■ Work to complete:
Quote all of the data below exactly, please.

■ The data:

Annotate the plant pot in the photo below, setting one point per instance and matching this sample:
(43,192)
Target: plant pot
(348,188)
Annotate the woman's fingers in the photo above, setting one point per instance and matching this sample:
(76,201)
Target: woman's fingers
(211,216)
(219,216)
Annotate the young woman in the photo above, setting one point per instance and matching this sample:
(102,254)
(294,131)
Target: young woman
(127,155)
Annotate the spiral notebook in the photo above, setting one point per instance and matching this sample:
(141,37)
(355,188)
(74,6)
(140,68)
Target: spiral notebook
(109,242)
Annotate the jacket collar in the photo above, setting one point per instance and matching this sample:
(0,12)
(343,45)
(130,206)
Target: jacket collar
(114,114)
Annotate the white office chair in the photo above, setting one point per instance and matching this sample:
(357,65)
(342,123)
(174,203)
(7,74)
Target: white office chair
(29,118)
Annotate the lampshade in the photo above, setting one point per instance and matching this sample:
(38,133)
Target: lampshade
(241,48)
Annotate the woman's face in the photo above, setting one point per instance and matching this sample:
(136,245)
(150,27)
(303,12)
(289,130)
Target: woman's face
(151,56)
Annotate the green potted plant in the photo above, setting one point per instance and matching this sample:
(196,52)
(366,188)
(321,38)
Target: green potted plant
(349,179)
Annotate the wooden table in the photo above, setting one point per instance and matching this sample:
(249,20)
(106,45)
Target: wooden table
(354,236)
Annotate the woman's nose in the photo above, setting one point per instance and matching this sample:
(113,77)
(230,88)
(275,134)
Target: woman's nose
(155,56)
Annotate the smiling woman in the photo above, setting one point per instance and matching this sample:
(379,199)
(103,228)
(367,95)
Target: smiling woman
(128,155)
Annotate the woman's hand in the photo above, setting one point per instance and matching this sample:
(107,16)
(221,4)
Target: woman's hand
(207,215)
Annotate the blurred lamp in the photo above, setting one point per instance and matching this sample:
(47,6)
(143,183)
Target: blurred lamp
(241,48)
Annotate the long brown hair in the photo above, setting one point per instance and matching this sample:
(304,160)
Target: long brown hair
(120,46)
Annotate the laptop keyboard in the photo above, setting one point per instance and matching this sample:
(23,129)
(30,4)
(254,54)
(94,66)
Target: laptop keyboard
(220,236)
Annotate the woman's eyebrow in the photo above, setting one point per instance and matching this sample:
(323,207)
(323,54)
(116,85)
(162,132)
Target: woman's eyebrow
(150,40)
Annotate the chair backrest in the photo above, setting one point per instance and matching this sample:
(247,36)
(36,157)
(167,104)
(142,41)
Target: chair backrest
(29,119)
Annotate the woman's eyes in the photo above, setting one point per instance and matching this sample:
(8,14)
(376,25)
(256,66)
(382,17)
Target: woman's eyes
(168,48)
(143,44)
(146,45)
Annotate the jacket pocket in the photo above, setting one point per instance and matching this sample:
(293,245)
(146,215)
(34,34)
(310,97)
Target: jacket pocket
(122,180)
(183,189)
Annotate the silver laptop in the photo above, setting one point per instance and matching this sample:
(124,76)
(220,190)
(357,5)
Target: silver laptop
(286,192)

■ Exercise response:
Annotate the plant pot in the photo below, setting one point per instance and matching this sample:
(43,192)
Target: plant pot
(348,188)
Annotate the woman's fingers in the photo above, setting one point per instance and matching this sample:
(76,201)
Target: woman's fingers
(211,216)
(219,216)
Annotate the young woman in the photo above, setting one point per instance and matching this sample:
(102,254)
(294,131)
Target: young woman
(127,155)
Annotate the spiral notebook in the photo above, setting one point per instance and matching this sample:
(141,37)
(355,188)
(74,6)
(140,68)
Target: spiral notebook
(109,242)
Annotate the jacket collar in the photo above, setting one point per instance and matching this sample:
(0,12)
(343,45)
(130,206)
Target: jacket collar
(114,114)
Annotate the white office chair in the photo above, setting one point per instance and matching this sample:
(357,65)
(342,123)
(174,203)
(7,74)
Target: white office chair
(29,118)
Annotate the lampshade in the photo above, setting one point per instance and matching this sample:
(38,133)
Target: lampshade
(241,48)
Annotate the woman's face in the photo above, setting one point per instance and matching this sample:
(136,245)
(150,27)
(303,12)
(289,130)
Target: woman's face
(151,56)
Annotate the green potted plant in the photo above, setting one point per instance and matching this sample:
(196,52)
(366,188)
(321,38)
Target: green potted plant
(349,179)
Annotate the wooden table in the photo above, setting one point per instance and matching this sample:
(249,20)
(106,45)
Target: wooden table
(354,236)
Annotate the woman's nose in the photo above, setting one point per instance and matching this sample:
(113,77)
(230,88)
(275,134)
Target: woman's nose
(155,56)
Annotate the smiling woman in the photo above, setting one point per instance and matching this sample:
(379,199)
(103,228)
(367,95)
Target: smiling woman
(128,155)
Annotate the woman's hand in the photo above, setting one point per instance and matching this sample:
(107,16)
(221,4)
Target: woman's hand
(207,215)
Annotate the blurred lamp in the photo above, setting one point per instance and matching this sample:
(47,6)
(143,183)
Target: blurred lamp
(241,48)
Annotate the long brown hair in the photo above, setting one point per instance and matching this sample:
(304,160)
Target: long brown hair
(120,46)
Annotate the laptop keyboard in the photo above, setting one point per instance and matching this sample:
(23,129)
(30,4)
(254,54)
(94,66)
Target: laptop keyboard
(220,236)
Annotate the woman's eyebrow in the photo above, setting one point per instance and matching this sample:
(323,207)
(323,54)
(116,85)
(162,132)
Target: woman's eyebrow
(150,40)
Annotate the chair backrest in the photo above, setting one point per instance and matching this sample:
(247,36)
(36,157)
(167,104)
(142,41)
Target: chair backrest
(29,119)
Annotate the woman's eyes in the photo above, setting one point per instance and matching this sample:
(8,14)
(376,25)
(256,66)
(382,17)
Target: woman's eyes
(168,48)
(143,44)
(146,45)
Annotate the jacket pocket in the photo above, setting one point per instance and matching this sample:
(293,245)
(146,215)
(34,34)
(310,97)
Target: jacket pocket
(122,180)
(183,189)
Annotate the silver laptop in the photo above, setting one point per instance and matching this sample:
(124,76)
(220,190)
(357,5)
Target: silver laptop
(286,192)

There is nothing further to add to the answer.